# [Task requirements]
According to the text about Paul Chisholm's artworks, which charity will the Christies auction benefit?

# [Supplied text]
◇ ◇ ◇

Paul chisholm’s “ Our Injuries are invisible” and “ I am not an abomination : is to go on auction at Christies on April the 16th in Aid of the Terrence Higgins Trust in support of people with HIV. The event is one of London’s most successful charity auctions and a night like no other. A champagne reception is followed by an evening of frantic bidding for world-renowned artwork, luxury travel lots and exciting celebrity experiences.
In “ Our injuries are invisible “ Paul Chisholm comments on the internal struggles with mental health many people living with HIV endure. Often the focus is on the physical effects of the virus and mental health can be brushed under the carpet.
Chisholm explains: ‘A visible injury is clear for all to see, however sometimes our injuries are invisible to the world. The state of our mental wellbeing is not as obvious to some as a broken leg or a physical wound. ‘Without treatment HIV slowly disables the immune system and when living with the virus today, mental wellbeing is as important as the daily drugs regime. This allows us to live a fulfilling life in a world with seven days, seven continents, seven deadly sins and seven colours of the rainbow.’
In i am not an Abomination he explores religious persecution, particularly in relation to sexuality.

◇ ◇ ◇

# [Raw data]
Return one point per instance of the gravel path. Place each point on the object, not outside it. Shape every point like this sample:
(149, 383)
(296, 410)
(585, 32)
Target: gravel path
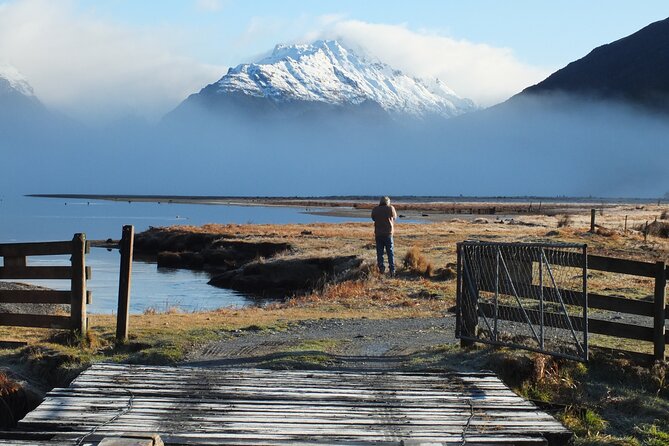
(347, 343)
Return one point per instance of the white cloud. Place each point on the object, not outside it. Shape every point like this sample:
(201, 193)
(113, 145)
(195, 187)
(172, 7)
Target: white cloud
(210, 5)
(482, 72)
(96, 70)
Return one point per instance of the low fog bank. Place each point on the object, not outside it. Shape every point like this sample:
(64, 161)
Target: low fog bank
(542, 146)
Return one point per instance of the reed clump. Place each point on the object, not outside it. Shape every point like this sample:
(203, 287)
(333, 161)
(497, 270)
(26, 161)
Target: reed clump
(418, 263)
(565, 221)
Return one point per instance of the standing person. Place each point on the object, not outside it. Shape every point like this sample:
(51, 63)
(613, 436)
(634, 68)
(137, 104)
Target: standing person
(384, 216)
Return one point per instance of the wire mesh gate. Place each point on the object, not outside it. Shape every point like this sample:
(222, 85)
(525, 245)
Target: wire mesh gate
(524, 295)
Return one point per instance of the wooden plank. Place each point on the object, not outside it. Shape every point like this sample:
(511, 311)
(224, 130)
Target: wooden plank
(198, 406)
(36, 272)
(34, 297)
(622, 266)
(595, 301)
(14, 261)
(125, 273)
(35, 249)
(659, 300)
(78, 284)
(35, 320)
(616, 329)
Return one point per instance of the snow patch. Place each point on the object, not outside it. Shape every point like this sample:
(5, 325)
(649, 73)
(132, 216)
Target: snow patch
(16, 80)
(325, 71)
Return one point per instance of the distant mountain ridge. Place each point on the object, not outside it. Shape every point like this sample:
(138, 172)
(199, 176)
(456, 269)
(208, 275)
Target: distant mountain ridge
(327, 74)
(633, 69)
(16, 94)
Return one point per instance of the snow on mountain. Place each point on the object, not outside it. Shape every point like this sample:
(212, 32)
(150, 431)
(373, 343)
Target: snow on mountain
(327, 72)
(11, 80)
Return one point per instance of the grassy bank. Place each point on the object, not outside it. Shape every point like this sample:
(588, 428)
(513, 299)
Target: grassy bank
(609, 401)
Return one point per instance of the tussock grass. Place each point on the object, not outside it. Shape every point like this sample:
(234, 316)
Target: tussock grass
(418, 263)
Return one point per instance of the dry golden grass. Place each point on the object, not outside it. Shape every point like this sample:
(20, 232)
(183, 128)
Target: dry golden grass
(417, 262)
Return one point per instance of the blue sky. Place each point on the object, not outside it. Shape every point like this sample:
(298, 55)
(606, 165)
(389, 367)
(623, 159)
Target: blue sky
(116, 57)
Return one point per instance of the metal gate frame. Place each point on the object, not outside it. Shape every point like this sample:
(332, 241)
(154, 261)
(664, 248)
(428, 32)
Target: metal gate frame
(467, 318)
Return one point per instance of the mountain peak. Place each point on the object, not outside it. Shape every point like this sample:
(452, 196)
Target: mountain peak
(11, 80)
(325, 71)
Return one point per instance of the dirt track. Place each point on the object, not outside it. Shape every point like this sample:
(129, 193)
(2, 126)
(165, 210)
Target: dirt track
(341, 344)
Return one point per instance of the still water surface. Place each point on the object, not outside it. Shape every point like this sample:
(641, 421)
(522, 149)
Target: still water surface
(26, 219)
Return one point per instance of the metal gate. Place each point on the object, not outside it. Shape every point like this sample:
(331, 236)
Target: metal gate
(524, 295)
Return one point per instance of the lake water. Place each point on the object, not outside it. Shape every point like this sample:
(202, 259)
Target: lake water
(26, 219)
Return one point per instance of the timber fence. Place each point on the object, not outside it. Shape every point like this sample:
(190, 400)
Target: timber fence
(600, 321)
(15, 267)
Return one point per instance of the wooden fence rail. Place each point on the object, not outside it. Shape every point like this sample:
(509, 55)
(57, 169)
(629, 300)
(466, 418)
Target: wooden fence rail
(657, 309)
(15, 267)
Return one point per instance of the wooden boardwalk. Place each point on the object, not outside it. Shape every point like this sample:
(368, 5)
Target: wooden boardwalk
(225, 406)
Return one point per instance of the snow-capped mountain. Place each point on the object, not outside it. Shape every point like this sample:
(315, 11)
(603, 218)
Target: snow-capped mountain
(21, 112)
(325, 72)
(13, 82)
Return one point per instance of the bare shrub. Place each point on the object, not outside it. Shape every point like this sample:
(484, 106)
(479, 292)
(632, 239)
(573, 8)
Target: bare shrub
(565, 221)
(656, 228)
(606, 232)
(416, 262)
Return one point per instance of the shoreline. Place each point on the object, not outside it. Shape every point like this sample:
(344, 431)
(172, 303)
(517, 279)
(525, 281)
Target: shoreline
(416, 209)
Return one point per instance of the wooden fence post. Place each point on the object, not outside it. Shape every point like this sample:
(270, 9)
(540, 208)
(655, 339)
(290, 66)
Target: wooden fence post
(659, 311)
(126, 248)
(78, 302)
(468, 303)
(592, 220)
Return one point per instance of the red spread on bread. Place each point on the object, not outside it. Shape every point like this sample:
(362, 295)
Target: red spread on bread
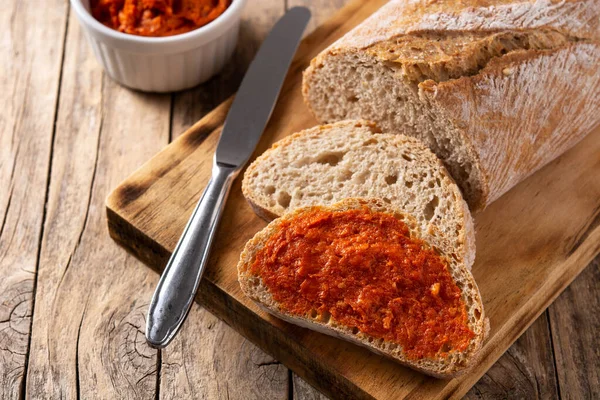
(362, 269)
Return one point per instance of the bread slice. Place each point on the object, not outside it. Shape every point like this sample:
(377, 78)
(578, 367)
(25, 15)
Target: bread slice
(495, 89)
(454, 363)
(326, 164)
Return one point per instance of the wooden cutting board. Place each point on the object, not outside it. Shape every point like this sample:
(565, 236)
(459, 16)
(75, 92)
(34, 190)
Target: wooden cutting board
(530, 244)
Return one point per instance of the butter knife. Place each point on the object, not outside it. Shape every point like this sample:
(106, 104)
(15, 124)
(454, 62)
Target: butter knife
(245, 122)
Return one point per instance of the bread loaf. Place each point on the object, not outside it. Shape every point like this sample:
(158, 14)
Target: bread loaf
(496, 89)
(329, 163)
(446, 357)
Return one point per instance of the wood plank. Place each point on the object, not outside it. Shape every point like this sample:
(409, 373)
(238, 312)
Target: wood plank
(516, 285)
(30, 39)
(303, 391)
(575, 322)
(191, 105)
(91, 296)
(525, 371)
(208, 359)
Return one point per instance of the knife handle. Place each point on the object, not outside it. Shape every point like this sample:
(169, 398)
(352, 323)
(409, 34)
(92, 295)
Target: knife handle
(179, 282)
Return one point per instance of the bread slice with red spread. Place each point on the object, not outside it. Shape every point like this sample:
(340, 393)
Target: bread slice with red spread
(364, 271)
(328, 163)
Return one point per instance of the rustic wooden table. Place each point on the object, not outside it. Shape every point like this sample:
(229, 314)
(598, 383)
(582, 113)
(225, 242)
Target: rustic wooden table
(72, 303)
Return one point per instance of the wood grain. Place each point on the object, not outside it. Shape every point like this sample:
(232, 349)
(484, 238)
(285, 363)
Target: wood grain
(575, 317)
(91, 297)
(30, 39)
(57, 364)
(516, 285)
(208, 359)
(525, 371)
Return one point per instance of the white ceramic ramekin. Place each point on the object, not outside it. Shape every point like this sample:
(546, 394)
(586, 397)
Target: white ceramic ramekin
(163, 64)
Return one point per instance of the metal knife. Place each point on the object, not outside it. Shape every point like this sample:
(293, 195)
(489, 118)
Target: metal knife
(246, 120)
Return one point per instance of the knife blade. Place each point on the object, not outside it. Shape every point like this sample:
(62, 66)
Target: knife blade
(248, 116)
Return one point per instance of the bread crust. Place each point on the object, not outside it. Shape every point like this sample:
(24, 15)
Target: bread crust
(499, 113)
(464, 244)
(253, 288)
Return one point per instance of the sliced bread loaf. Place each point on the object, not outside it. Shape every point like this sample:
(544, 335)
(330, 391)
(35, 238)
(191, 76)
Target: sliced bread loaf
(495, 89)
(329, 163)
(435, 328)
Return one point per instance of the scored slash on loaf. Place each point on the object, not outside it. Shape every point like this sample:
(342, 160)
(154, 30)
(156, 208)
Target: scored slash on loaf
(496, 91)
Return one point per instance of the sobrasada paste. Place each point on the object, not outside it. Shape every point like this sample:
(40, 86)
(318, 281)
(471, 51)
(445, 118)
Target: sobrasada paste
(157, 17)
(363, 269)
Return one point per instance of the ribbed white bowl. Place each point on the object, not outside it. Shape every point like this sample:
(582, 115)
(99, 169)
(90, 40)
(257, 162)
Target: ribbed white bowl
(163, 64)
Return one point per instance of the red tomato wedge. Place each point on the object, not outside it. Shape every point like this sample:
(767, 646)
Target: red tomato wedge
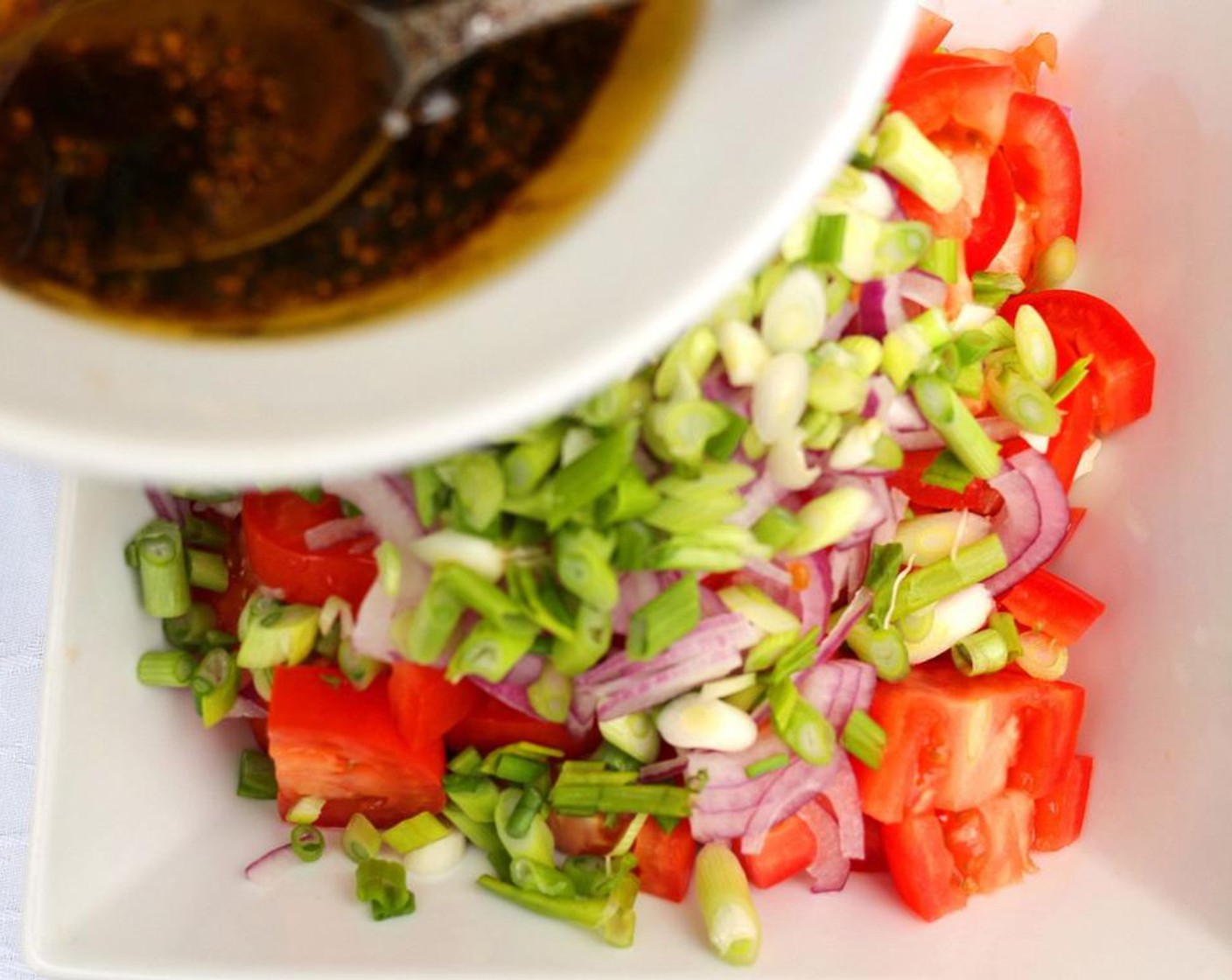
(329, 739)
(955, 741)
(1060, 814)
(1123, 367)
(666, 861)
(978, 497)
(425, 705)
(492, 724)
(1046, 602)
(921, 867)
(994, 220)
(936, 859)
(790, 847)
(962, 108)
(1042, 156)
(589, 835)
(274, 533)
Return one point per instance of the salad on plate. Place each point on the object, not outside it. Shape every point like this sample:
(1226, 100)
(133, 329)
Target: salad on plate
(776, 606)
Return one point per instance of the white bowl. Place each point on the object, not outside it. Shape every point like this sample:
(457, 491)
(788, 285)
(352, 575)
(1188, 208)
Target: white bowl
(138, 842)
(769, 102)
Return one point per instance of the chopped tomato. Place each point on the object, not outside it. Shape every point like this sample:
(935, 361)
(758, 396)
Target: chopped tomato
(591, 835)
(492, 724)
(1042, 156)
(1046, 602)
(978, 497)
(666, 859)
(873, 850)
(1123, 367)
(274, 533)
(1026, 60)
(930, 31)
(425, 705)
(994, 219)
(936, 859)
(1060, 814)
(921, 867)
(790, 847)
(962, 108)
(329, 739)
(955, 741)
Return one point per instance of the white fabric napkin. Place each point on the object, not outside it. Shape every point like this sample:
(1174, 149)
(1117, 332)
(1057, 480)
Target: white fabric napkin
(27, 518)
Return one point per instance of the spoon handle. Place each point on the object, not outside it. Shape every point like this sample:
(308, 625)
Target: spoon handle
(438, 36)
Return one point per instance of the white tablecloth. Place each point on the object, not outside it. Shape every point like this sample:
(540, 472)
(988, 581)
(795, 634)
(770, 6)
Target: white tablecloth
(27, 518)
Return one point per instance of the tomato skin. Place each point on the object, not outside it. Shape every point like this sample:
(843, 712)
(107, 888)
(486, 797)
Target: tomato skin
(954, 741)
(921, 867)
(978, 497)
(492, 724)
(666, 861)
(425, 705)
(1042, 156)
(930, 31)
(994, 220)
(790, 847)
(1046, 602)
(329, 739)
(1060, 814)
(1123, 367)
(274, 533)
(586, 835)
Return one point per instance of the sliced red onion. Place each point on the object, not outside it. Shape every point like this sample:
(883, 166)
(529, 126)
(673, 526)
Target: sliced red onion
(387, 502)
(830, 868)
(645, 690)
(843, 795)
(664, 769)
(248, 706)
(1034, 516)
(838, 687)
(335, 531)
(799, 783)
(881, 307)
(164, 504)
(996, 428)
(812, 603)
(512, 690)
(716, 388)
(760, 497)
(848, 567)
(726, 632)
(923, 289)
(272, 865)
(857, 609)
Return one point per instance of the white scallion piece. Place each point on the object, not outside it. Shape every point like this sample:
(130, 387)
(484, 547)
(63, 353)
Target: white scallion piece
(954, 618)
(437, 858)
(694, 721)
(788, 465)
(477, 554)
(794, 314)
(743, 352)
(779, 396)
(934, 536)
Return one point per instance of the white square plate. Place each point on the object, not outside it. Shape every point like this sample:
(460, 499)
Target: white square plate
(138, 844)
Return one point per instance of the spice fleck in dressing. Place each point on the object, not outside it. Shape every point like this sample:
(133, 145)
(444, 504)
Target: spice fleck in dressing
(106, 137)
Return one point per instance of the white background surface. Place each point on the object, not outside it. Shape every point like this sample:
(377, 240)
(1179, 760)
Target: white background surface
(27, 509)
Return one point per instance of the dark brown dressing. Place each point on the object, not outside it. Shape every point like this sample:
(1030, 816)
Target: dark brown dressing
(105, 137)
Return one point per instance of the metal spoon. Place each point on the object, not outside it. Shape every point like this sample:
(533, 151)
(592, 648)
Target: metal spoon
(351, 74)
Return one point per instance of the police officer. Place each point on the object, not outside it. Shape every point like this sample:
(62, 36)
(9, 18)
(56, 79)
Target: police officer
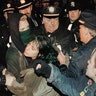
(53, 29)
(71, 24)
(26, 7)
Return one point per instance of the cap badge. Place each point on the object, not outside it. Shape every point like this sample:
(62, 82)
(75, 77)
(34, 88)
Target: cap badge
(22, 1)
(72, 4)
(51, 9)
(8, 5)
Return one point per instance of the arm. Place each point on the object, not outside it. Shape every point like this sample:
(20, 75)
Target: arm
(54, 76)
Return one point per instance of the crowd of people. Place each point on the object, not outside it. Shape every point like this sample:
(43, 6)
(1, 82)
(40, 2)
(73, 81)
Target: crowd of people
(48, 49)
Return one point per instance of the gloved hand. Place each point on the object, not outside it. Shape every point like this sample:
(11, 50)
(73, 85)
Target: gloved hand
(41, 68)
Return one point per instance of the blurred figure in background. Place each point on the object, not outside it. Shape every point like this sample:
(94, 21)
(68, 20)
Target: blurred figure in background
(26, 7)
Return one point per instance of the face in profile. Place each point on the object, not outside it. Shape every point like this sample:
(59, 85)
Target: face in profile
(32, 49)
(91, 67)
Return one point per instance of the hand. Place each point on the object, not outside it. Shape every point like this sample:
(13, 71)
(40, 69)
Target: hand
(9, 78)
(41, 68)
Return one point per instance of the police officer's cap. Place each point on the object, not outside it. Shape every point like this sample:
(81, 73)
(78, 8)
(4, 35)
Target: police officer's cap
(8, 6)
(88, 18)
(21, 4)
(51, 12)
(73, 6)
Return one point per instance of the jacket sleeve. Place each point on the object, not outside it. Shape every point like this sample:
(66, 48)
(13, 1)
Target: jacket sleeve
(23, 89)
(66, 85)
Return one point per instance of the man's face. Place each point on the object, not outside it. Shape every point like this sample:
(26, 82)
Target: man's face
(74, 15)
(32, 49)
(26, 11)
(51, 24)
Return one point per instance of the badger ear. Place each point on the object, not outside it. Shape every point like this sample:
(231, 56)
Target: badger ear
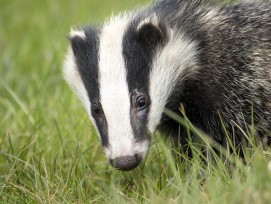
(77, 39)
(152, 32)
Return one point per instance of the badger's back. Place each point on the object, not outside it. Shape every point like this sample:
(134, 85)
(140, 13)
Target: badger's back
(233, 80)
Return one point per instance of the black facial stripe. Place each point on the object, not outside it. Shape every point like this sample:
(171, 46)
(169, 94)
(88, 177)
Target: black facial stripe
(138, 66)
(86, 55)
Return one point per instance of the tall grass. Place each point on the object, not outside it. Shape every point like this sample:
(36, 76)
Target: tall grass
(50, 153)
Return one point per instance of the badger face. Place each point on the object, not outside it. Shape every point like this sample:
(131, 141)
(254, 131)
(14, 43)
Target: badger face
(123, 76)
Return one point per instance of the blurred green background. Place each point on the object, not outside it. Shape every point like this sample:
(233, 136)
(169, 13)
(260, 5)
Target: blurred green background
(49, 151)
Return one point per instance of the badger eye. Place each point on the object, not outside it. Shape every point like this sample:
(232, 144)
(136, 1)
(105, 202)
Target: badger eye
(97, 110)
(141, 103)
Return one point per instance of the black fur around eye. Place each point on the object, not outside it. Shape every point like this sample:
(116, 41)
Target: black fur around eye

◇ ◇ ◇

# [Written answer]
The Terrence Higgins Trust, in support of people with HIV.